**Aim of the exercise:**
Find every line below that contains the word "dark" and copy each of those lines.

**Given data:**
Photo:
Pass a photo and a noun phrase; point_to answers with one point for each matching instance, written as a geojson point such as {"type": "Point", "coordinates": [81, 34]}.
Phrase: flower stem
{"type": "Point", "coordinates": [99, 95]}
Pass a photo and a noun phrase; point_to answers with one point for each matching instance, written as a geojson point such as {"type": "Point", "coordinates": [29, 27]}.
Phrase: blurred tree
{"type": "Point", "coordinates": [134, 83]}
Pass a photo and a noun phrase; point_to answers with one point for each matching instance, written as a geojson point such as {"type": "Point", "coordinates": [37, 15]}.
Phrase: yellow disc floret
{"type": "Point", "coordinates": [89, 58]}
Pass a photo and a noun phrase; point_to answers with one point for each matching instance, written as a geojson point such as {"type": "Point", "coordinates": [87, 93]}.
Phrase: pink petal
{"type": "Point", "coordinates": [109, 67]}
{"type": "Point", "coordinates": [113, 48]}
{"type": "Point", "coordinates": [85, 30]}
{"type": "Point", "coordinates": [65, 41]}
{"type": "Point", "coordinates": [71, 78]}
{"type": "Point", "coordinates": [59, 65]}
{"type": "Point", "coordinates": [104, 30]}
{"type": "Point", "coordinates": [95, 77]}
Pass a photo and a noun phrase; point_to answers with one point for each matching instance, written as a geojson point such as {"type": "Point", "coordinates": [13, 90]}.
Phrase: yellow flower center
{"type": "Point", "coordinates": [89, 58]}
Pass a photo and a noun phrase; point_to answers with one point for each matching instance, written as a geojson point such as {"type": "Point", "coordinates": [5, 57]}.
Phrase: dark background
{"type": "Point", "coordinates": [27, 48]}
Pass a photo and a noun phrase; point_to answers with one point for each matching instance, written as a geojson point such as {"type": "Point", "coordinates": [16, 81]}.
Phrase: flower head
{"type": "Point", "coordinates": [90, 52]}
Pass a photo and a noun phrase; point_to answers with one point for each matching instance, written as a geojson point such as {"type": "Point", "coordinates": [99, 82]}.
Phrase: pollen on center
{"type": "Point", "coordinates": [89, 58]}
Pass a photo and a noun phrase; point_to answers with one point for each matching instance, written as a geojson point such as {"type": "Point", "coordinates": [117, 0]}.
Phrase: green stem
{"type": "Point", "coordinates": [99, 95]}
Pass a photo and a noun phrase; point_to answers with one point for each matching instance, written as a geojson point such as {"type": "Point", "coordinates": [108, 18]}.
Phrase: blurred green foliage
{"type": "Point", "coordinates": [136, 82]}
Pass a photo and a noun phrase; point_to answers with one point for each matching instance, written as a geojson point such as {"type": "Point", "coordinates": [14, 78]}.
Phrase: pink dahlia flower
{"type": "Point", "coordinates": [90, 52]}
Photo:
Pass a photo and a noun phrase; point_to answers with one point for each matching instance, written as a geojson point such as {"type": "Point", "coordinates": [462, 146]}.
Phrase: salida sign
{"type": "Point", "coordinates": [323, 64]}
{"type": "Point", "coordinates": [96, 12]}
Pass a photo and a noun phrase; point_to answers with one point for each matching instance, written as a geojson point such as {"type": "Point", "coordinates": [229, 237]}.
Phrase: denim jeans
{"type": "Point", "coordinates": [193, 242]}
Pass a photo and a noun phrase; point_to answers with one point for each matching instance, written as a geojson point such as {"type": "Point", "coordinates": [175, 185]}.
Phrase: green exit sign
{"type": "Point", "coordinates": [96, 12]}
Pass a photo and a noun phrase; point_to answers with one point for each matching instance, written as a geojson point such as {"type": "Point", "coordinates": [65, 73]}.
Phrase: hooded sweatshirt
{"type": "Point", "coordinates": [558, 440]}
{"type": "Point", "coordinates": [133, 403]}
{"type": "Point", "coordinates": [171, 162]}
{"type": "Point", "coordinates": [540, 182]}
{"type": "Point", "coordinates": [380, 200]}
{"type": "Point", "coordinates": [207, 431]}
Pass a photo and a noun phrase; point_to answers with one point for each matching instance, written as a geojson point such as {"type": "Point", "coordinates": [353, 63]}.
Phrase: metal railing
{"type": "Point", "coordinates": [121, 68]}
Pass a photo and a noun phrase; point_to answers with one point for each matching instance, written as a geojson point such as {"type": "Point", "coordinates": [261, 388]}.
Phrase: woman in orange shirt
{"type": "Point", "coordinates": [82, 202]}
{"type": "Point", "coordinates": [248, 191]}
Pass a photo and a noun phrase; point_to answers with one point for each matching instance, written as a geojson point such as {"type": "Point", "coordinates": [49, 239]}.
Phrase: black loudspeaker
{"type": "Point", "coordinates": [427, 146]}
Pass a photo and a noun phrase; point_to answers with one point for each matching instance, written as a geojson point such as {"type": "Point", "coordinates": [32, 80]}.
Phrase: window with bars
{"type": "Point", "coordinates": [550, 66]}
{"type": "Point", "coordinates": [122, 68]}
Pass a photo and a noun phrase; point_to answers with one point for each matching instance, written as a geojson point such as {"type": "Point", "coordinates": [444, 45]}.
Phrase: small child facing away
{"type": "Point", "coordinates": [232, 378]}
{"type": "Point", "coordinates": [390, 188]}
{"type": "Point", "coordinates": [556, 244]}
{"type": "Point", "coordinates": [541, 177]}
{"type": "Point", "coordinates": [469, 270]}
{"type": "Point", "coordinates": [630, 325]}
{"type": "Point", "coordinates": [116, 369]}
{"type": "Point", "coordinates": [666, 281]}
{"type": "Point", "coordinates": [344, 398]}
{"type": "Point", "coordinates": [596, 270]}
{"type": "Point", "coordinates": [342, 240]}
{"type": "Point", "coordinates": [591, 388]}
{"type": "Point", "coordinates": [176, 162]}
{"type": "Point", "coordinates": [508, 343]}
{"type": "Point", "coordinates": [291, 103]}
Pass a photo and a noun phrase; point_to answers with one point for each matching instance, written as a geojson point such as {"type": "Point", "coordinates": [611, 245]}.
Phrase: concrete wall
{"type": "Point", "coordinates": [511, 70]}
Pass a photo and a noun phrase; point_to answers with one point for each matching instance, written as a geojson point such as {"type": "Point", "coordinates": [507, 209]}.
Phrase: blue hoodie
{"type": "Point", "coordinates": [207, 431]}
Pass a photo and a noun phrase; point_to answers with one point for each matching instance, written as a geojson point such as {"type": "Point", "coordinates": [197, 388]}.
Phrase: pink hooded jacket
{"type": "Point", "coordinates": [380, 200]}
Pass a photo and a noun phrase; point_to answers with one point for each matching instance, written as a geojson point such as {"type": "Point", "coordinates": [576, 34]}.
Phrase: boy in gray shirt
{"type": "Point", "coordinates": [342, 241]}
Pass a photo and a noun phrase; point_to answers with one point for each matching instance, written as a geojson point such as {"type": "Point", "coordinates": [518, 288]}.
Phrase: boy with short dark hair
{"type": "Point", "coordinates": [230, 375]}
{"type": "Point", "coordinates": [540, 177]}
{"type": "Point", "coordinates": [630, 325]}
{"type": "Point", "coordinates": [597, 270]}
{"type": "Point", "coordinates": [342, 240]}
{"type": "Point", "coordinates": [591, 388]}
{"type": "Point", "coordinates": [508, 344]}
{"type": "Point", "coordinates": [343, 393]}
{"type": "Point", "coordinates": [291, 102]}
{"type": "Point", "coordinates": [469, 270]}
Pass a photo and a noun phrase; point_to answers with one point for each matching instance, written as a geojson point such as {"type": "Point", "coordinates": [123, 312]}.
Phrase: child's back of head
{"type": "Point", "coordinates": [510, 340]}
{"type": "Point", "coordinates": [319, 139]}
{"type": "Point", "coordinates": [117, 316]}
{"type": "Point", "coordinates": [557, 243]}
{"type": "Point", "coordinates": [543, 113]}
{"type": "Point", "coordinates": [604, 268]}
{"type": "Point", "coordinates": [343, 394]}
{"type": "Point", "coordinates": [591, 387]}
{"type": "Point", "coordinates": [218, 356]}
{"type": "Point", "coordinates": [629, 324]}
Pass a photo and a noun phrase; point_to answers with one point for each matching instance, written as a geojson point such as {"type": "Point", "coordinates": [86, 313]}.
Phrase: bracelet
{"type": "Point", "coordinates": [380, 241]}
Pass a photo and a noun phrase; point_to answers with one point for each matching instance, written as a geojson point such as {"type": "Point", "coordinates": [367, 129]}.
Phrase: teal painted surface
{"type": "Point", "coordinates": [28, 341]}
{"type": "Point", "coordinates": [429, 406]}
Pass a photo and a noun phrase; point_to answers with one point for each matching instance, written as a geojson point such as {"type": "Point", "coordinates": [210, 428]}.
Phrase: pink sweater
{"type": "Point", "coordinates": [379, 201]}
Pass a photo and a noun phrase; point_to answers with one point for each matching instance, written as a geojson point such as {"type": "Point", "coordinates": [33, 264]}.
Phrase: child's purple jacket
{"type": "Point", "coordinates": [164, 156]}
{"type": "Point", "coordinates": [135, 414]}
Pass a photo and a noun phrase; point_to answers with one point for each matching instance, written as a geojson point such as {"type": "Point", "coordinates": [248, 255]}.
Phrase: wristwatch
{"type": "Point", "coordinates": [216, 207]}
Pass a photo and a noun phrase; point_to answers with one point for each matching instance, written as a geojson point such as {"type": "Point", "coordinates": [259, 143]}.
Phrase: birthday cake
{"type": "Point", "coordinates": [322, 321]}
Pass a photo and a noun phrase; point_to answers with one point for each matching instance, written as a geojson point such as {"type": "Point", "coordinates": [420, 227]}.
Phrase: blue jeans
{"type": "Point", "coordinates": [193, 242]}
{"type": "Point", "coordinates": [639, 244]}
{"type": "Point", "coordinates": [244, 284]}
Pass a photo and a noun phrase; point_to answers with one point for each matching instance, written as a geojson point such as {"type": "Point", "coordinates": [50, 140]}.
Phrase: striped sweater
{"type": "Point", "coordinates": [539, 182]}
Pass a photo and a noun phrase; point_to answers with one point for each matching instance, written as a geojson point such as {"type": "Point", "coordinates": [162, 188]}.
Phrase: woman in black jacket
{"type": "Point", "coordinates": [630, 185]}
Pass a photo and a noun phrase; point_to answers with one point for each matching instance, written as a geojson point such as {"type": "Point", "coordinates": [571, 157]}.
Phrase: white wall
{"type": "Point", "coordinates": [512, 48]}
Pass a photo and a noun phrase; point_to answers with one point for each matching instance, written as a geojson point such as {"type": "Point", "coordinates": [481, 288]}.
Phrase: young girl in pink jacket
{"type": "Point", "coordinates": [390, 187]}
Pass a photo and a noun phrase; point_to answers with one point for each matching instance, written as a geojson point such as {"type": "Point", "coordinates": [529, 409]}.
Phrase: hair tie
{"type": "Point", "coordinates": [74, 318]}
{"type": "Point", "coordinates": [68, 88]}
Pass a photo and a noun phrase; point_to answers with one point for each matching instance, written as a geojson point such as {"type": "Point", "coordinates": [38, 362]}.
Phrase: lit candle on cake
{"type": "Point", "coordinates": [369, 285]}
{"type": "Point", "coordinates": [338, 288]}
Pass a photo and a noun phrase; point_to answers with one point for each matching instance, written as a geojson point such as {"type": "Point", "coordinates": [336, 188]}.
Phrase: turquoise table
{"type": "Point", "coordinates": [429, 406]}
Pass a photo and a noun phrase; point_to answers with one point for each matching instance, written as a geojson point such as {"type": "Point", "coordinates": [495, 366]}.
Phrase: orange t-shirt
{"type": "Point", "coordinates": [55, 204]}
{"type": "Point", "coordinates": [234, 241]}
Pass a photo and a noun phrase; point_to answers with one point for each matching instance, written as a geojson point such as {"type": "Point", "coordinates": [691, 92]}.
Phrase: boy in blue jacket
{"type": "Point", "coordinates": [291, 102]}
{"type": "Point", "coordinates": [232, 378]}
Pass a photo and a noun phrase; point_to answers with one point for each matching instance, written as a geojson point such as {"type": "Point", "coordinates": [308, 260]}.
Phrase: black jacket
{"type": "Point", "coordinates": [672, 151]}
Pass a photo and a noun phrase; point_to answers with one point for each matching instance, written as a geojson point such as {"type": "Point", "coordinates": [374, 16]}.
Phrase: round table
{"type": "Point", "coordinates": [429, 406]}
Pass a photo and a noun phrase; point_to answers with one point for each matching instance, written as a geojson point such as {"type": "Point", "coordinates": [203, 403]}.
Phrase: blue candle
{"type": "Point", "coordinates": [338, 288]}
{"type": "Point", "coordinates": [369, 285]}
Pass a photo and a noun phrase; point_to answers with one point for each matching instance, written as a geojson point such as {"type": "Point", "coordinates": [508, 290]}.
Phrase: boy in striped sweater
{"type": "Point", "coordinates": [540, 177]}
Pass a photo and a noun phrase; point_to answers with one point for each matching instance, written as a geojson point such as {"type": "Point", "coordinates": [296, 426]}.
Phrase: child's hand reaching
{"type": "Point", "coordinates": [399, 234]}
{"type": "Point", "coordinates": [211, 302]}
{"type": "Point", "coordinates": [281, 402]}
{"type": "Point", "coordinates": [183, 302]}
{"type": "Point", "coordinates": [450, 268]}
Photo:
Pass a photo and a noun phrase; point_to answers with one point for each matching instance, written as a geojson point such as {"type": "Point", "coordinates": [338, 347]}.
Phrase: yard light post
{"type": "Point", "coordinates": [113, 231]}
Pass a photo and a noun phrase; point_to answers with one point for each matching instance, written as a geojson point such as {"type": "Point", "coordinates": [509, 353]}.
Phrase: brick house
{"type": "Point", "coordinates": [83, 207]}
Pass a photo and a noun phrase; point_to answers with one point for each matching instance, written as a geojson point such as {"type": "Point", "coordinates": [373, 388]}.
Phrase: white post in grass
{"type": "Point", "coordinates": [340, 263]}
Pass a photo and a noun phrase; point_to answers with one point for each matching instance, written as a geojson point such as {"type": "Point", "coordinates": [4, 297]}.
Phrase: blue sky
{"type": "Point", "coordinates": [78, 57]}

**Written solution:**
Phrase: dark background
Phrase: boy with short dark hair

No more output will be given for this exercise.